- [KETENTUAN LATIHAN]
[A] Jawab pertanyaan berikut berdasarkan teks tentang hukuman siswa:
(i) Apa hukuman bagi siswa yang tidak disiplin menurut kontrak belajar?
(ii) Apa yang harus dikerjakan siswa yang sudah tiga kali mendapat hukuman itu?
(iii) Cara apa yang tidak dipakai penulis untuk bersikap tegas?
[B] Terjemahkan kalimat "Tapi hukuman itu ternyata tidak juga membuat jera siswa." dari teks tentang hukuman siswa ke dalam bahasa Inggris.
[C] Lanjutkan teks tentang hukuman siswa dengan satu paragraf baru yang dimulai setelah kalimat terakhirnya.

- [TEKS BACAAN]
- - - -

Bukan Hukuman, Tapi Medali Emas
Milastri Muzakkar 3 Januari 2012Seorang guru dituntut untuk selalu bisa mengikuti ritme perkembangan anak-anak didiknya. Begitu pun dengan saya--Meski saya merasa tidak pantas disebut sebagai pendidik—tapi karena setiap hari saya berhubungan dengan anak-anak, maka saya menuntut diri sendiri untuk selalu menciptakan metode-metode yang baru dan segar untuk mengatasi segala hal dalam preoses belajar mengajar.
Di dalam kelas, biasanya ada saja satu, dua, atau tiga siswa yang agak susah diatur. Dalam istilah lazimya biasa disebut anak bandel. Tak terkecuali di kelas saya. Meski setiap hari saya selalu mengingatkan untuk selalu disiplin dengan memaparkan beberapa keuntungan displin tapi ada saja anak yang belum mengerti keuntungan disiplin. Membiarkan mereka tetap begitu, tentu bukan cara yang baik. Karenanya, ketegasan menjadi penting. Bukan dengan memukul tentunya, karena saya sangat mengamini bahwa masih banyak cara lain selain kekerasan fisik.
Salah satu bunyi kontrak belajar kami: hukuman bagi yang tidak disiplin adalah hormat bendera di lapangan sekolah sampai pergantian jam pelajaran. Jika tiga kali mendapat hukuman hormat bendera, maka siswa tersebut akan membersihkan WC yang tak terawat, di belakang sekolah-yang hampir semua siswa tidak pernah mau ke WC tersebut. Jadi bisa dibayangkan bagaimana tersiksanya siswa yang harus membersihkan WC.
Tapi hukuman itu ternyata tidak juga membuat jera siswa. Masih ada saja yang mengulang kesalahan yang sama. Harus saya akui, kadang-kdang ada saja tingkah laku siswa yang memancing saya mengeluarkan emosi, yang sebenarnya saya simpan rapat-rapat agar tidak keluar ke permukaan. Syukurlah sampai saat ini ‘makhluk’ yang bernama si emosi itu belum pernah membuatku berang, apalagi sampai melanggar apa yang saya tidak amini (cara-cara kekerasan).

- - - -

- [ENTRI DATA]

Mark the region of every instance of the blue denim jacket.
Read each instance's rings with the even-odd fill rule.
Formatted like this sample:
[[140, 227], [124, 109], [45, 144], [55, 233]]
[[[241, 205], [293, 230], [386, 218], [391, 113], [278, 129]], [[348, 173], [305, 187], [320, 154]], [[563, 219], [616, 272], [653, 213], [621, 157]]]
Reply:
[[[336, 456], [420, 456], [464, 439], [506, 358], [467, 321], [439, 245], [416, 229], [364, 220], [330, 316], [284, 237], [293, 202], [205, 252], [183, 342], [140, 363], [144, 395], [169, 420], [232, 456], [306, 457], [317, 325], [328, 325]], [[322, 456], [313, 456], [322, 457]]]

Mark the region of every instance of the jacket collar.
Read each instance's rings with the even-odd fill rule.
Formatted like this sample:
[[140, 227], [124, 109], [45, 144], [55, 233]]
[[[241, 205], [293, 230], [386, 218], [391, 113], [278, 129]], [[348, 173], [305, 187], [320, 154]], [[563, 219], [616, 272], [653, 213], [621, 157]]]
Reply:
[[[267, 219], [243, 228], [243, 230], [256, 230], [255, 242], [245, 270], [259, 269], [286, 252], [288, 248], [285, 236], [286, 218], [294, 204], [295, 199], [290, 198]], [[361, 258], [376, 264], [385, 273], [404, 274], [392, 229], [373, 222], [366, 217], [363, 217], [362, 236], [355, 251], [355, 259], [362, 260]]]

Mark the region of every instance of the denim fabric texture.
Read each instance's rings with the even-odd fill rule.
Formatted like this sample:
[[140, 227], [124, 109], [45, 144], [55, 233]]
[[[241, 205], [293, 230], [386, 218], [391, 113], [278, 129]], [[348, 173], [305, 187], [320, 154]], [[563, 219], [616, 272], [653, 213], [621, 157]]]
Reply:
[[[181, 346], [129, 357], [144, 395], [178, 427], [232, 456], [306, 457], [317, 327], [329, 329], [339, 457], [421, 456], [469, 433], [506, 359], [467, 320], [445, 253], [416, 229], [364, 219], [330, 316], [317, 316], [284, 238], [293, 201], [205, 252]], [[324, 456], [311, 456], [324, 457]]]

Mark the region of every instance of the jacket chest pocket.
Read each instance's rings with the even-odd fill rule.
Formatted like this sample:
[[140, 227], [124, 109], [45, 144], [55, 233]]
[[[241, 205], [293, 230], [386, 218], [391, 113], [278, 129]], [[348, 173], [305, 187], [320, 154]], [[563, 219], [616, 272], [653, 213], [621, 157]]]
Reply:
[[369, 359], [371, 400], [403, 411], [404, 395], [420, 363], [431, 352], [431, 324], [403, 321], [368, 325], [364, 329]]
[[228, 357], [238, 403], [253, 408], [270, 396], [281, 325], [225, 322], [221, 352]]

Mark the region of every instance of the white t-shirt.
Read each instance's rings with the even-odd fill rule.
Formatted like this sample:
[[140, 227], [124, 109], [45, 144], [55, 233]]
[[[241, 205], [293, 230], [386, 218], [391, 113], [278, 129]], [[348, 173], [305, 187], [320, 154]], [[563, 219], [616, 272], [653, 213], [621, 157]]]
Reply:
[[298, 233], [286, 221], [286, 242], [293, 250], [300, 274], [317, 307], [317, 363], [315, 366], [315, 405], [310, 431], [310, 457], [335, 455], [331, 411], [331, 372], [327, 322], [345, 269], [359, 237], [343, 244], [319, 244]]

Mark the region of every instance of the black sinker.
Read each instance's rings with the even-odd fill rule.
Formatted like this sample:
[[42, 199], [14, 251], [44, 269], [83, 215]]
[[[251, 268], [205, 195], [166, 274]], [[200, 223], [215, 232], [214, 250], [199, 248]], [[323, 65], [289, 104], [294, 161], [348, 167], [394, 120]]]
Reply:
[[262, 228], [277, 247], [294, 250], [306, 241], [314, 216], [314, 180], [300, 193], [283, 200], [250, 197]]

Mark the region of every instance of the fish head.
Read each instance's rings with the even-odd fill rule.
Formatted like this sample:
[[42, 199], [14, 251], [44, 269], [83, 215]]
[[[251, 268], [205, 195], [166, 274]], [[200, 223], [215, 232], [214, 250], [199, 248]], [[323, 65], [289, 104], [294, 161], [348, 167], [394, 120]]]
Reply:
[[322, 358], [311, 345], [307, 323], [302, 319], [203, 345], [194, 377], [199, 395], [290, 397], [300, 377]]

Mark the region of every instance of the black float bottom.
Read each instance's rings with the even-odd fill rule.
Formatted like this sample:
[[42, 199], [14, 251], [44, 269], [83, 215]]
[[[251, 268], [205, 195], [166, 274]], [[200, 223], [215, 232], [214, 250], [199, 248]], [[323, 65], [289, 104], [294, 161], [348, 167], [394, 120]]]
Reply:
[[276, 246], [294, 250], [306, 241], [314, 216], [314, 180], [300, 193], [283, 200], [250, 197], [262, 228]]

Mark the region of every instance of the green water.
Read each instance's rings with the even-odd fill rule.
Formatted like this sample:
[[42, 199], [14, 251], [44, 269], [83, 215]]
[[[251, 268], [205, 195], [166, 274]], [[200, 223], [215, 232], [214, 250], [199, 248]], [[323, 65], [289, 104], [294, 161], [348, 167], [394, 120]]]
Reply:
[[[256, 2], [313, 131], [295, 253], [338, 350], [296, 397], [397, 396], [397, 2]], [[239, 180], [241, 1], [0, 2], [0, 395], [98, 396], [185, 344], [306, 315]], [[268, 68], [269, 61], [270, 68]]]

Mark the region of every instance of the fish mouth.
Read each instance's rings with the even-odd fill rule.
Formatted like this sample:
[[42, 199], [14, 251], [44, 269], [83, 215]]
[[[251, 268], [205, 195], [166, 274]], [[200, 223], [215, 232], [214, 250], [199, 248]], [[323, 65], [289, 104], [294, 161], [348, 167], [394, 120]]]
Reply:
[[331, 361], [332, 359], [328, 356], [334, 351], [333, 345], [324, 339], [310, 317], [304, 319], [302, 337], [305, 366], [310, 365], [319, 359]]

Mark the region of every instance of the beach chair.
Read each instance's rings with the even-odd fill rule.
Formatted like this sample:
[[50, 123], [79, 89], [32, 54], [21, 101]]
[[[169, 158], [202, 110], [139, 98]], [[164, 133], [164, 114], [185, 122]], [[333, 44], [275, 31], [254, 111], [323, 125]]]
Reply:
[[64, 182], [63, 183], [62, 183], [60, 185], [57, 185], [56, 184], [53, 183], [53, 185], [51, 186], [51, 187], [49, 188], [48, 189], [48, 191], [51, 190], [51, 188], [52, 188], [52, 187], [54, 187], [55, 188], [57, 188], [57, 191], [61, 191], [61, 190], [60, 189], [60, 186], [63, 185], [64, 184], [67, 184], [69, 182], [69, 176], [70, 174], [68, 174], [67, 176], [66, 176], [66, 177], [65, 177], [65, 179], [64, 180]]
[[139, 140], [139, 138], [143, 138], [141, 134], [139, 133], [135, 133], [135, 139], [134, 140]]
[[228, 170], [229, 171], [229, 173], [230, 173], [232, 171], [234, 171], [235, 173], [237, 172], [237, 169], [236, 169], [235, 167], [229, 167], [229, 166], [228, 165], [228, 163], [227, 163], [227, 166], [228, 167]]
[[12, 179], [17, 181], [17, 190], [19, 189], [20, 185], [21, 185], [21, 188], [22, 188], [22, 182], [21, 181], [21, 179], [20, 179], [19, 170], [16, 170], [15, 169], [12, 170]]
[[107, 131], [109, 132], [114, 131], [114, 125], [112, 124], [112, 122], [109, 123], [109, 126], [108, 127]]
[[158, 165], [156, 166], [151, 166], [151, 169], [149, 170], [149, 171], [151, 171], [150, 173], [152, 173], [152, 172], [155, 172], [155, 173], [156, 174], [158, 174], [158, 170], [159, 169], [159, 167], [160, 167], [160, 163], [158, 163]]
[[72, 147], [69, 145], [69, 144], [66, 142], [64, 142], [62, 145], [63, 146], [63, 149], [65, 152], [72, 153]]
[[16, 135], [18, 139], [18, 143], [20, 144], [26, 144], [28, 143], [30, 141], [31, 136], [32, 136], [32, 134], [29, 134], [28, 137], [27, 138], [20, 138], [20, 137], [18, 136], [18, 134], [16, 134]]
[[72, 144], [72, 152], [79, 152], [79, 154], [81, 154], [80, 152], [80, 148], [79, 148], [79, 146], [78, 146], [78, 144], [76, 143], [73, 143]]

- - - -

- [HASIL LATIHAN]
[A]
(i) Hormat bendera di lapangan sekolah sampai pergantian jam pelajaran.
(ii) Membersihkan WC yang tak terawat di belakang sekolah.
(iii) Memukul atau kekerasan fisik.

[B] But that punishment, as it turned out, still did not deter the students.

[C]
Suatu malam, saya berfikir bagaimana caranya membuat beberapa siswa yang tidak pernah jera ini. Saat itu bertepatan dengan hingar bingar perayaan Sea Games. Salah satu penghargaan bagi pemenang Sea Games adalah Medali Emas. Terispirasi dari situ, saya kemudian mulai menggunting kertas karton berwarna Pink dan Biru untuk dijadikan “Medali Emas”. Di kertas Biru bertuliskan: ‘Hari ini saya siswa terbaik’. Dan dikertas Pink bertuliskan: ‘Hari ini saya siswa yang tidak disiplin’. Kertas itu diberi lubang dan diikat tali rapiah. Jadilan “medali emas” yang siap digantungkan ke siswa yang berhak mendapatkannya. Sebagai pelengkap, sebagian potongan kertas Pink itu saya tuliskan: ‘bangku kami paling rapi hari ini’. Jadi ini disebut dengan kartu kerapihan bangku.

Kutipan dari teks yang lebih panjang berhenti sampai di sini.